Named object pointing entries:
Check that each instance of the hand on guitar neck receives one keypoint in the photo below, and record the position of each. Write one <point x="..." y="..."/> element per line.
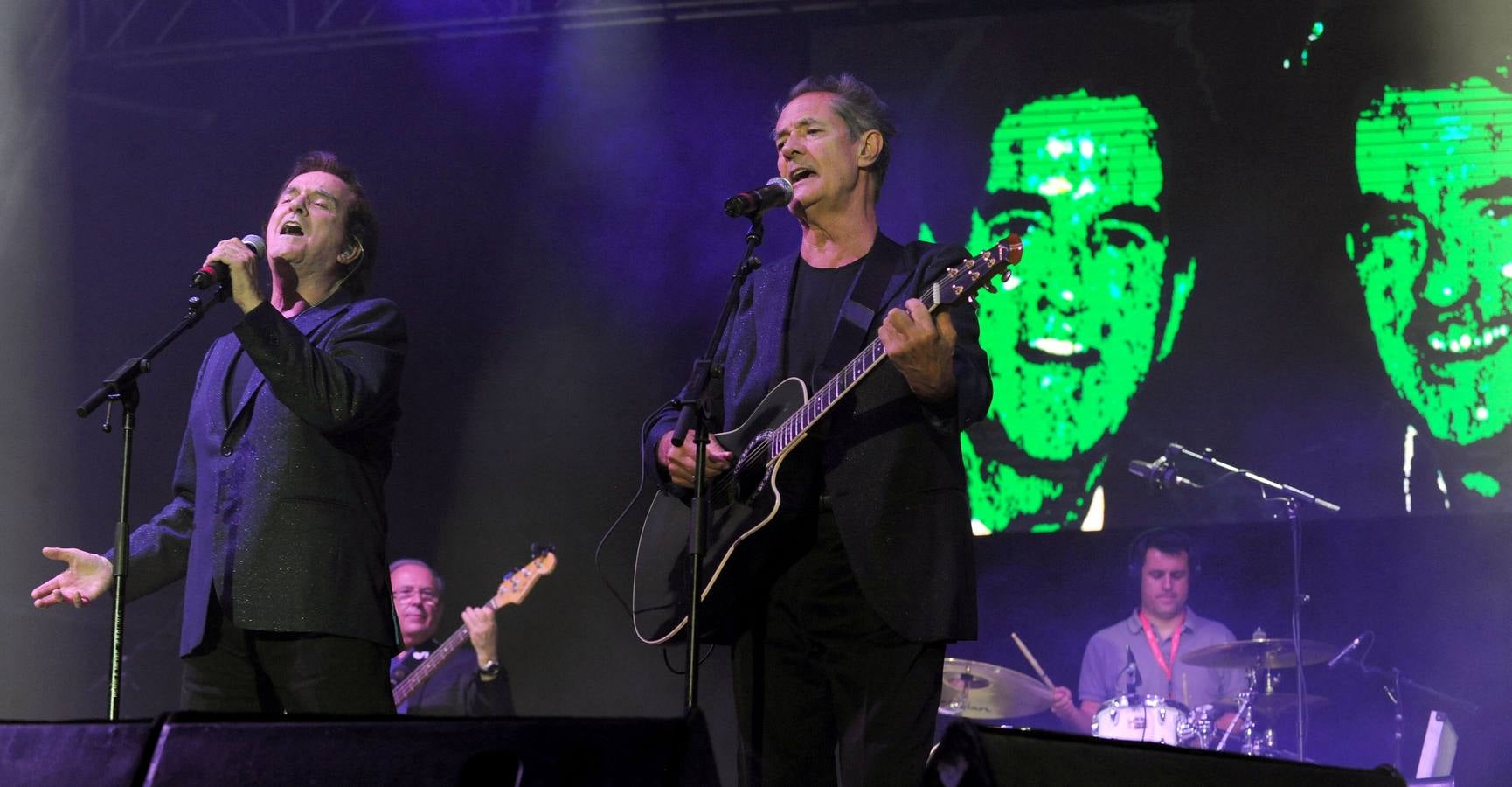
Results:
<point x="679" y="461"/>
<point x="482" y="631"/>
<point x="923" y="347"/>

§ WHAT IS ASKED
Write out each entry exactly as given, but skip the pictures.

§ ANSWER TO THIS EXERCISE
Check that each instance of the hand on guitar neck receives one keypoint in the photo below, and record the position of each. Write one <point x="..." y="..."/> element per line.
Results:
<point x="679" y="461"/>
<point x="482" y="631"/>
<point x="923" y="347"/>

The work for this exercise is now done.